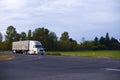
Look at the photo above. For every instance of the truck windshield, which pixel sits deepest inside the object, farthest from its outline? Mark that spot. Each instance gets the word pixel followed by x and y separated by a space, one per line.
pixel 38 46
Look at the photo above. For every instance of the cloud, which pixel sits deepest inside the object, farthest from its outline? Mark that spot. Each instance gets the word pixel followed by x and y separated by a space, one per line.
pixel 75 16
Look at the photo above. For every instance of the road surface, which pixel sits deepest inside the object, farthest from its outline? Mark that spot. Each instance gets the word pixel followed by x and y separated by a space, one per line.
pixel 36 67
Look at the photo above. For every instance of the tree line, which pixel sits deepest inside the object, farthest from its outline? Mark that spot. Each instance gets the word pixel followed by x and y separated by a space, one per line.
pixel 51 42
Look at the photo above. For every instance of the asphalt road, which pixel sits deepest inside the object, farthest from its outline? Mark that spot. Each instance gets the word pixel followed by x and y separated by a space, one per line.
pixel 36 67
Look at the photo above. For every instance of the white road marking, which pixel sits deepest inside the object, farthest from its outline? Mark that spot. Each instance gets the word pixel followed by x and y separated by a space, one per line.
pixel 111 69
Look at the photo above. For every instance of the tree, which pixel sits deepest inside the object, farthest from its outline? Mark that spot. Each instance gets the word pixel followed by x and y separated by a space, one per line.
pixel 11 35
pixel 29 35
pixel 107 41
pixel 64 36
pixel 114 44
pixel 23 36
pixel 96 41
pixel 42 35
pixel 1 37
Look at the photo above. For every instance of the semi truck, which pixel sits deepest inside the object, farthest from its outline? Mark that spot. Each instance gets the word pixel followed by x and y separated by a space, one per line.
pixel 28 47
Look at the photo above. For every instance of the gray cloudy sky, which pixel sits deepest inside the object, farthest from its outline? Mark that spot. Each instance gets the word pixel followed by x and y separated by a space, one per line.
pixel 81 18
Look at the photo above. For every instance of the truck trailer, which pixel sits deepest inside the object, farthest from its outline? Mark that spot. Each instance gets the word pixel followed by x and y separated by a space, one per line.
pixel 28 47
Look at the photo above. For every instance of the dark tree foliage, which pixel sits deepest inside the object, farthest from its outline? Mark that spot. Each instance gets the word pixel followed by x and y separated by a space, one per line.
pixel 1 37
pixel 29 35
pixel 51 43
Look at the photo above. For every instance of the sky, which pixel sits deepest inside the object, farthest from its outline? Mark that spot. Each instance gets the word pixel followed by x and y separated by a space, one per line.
pixel 80 18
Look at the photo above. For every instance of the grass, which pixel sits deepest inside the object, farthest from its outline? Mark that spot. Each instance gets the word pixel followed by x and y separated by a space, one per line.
pixel 108 53
pixel 6 57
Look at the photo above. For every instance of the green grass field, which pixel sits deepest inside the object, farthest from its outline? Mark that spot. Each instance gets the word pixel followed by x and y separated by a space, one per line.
pixel 108 53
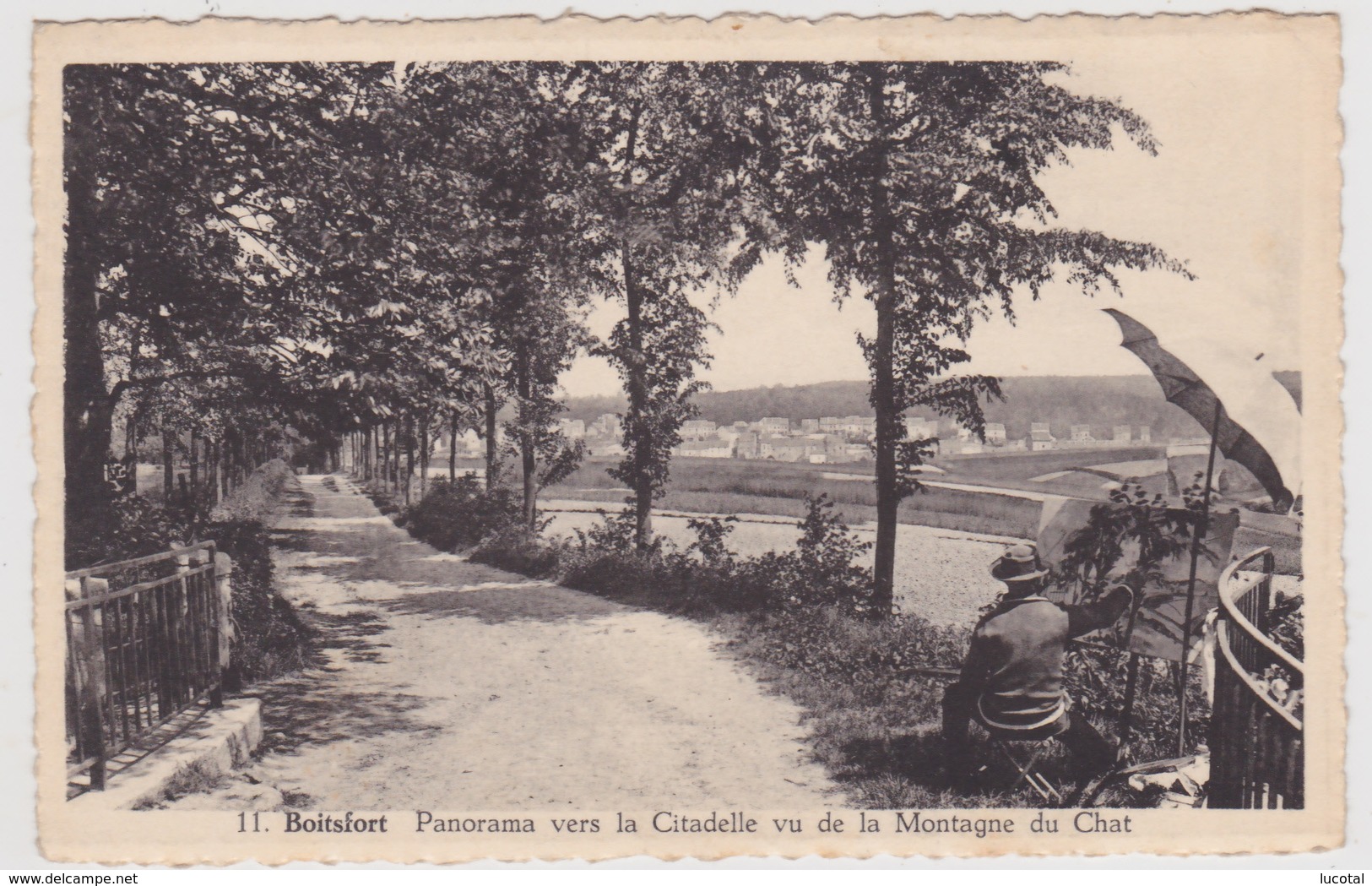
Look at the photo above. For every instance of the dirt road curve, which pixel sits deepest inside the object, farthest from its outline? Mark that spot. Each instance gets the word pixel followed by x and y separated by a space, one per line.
pixel 446 685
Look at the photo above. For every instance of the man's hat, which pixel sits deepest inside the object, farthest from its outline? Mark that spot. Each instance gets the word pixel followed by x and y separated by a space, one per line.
pixel 1018 563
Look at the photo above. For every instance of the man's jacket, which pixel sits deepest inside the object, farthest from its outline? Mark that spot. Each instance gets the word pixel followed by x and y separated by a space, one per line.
pixel 1014 664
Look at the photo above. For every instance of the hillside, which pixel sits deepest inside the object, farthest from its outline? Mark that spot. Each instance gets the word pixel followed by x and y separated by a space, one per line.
pixel 1062 400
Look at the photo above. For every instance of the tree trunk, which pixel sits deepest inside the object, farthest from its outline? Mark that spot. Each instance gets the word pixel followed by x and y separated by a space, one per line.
pixel 386 455
pixel 131 450
pixel 424 455
pixel 529 461
pixel 452 450
pixel 193 450
pixel 87 409
pixel 882 364
pixel 409 457
pixel 212 472
pixel 493 455
pixel 168 465
pixel 638 433
pixel 225 465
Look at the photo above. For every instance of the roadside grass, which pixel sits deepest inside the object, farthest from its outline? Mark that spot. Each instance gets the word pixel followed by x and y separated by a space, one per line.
pixel 193 778
pixel 1028 465
pixel 759 487
pixel 799 622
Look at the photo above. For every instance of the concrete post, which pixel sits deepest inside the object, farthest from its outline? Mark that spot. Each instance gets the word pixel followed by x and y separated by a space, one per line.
pixel 88 657
pixel 223 571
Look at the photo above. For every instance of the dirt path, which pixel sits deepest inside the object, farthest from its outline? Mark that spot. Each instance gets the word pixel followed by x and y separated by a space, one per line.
pixel 446 685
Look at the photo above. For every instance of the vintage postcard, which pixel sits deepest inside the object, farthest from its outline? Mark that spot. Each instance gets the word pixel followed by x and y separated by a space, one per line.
pixel 513 439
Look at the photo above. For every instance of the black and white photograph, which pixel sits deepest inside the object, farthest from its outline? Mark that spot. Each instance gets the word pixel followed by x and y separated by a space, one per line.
pixel 531 457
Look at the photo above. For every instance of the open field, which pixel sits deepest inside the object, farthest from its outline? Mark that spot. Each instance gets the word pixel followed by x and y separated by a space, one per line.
pixel 778 488
pixel 940 575
pixel 763 487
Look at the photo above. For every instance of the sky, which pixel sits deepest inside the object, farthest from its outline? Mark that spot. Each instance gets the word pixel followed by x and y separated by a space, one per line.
pixel 1224 193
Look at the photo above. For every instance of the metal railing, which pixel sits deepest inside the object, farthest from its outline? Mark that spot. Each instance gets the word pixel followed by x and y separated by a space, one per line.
pixel 1257 754
pixel 147 639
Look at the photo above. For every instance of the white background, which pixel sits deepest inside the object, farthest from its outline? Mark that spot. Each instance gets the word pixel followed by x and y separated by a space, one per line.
pixel 17 816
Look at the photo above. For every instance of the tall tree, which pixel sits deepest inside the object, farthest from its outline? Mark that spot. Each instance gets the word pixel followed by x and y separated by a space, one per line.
pixel 921 180
pixel 669 147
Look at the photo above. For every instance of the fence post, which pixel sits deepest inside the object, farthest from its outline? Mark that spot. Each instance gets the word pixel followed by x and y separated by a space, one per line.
pixel 224 594
pixel 89 657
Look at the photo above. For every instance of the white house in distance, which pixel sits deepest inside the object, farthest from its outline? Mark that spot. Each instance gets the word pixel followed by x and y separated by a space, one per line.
pixel 711 448
pixel 697 430
pixel 921 428
pixel 1040 438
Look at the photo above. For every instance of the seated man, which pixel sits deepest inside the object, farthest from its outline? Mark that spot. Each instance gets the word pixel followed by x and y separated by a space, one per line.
pixel 1011 679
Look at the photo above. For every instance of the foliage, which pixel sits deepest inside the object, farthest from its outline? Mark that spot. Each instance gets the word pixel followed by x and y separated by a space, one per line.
pixel 921 182
pixel 1286 624
pixel 1093 679
pixel 667 144
pixel 127 527
pixel 270 638
pixel 458 514
pixel 258 496
pixel 1152 530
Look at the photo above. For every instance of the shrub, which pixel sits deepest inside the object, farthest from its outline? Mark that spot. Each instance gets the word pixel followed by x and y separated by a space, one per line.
pixel 707 578
pixel 127 527
pixel 1288 624
pixel 258 496
pixel 458 514
pixel 519 550
pixel 270 638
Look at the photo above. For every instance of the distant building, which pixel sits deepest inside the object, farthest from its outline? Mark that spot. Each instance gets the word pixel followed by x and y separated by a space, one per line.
pixel 781 448
pixel 863 427
pixel 921 428
pixel 708 448
pixel 697 430
pixel 603 444
pixel 607 424
pixel 858 452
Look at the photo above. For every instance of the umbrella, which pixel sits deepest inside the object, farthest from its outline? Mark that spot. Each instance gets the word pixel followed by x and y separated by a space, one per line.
pixel 1181 386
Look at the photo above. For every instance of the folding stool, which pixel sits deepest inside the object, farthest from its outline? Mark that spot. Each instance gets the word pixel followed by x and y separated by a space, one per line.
pixel 1024 756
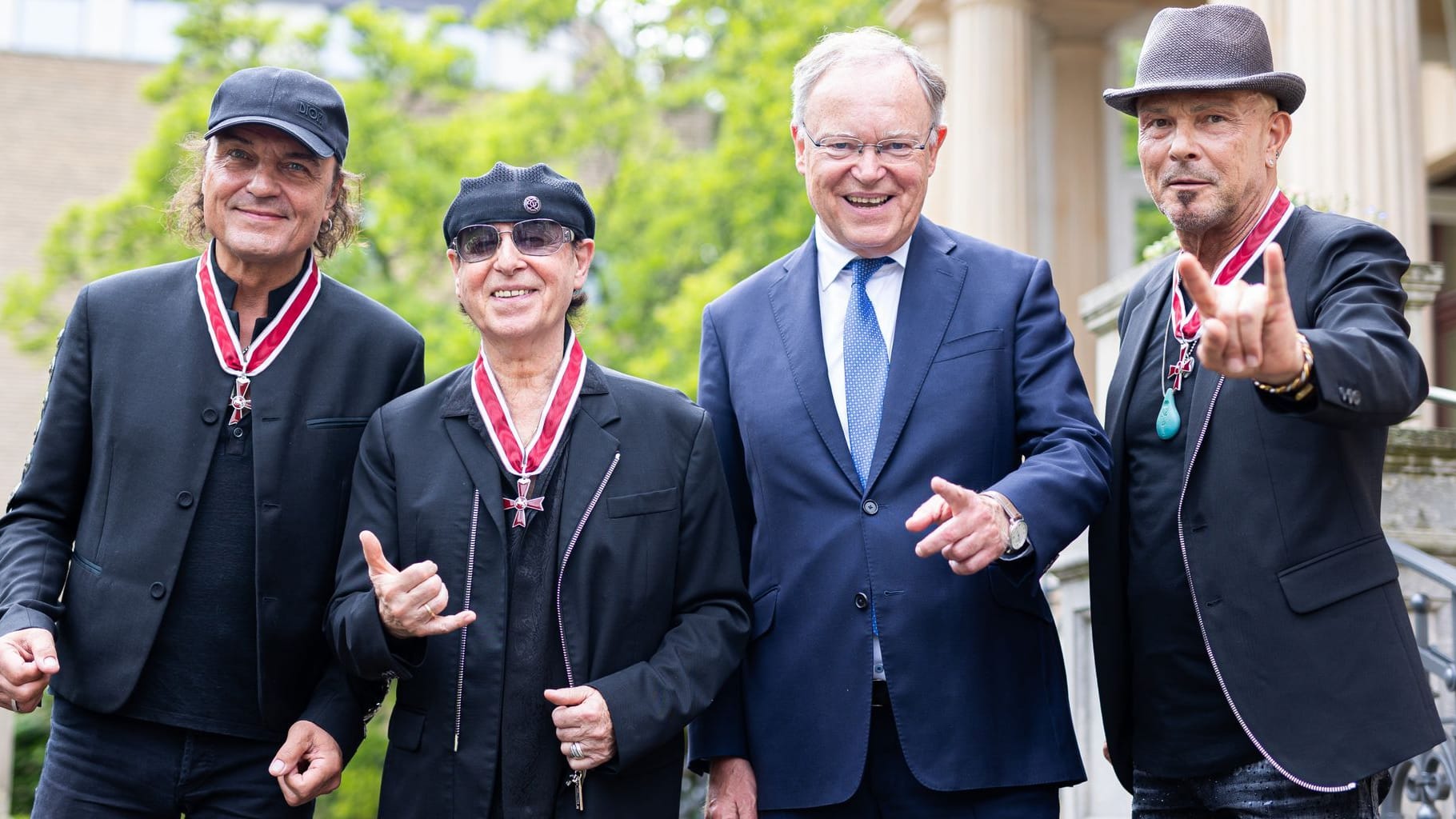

-----

**Activity**
Your task is to write out, exactly and without pictures, only the lines from the one holding "the shrub, which" to the last line of the data.

**Result below**
Look at the photo above. For every instance of the shrub, which pixel sits deepest inside the object, farthest from its outline? Mark that spot. Each instance gets the word pixel followed by x and y separated by a space, one per line.
pixel 707 578
pixel 127 527
pixel 1288 624
pixel 258 496
pixel 458 514
pixel 519 550
pixel 270 638
Look at the photo above. For every instance of the distant building, which pixel sits deepest inside the object, farthest from its outline? Mark that spot. Each instance gets the word pixel followed by x and y separated by a space, one per line.
pixel 781 448
pixel 863 427
pixel 921 428
pixel 708 448
pixel 697 430
pixel 603 444
pixel 607 424
pixel 858 452
Look at the photo above. For every instance of the umbrella, which pixel sits deepest inside the object, farthest from its outline? Mark that spot. Each instance gets the word pixel followed by x and y separated by a space, one per line.
pixel 1181 386
Look at the photo above. For every instance of the folding stool, which pixel sits deepest inside the object, farthest from its outline? Mark that spot. Each instance gets the word pixel followed by x and y separated by a space, one per line.
pixel 1024 756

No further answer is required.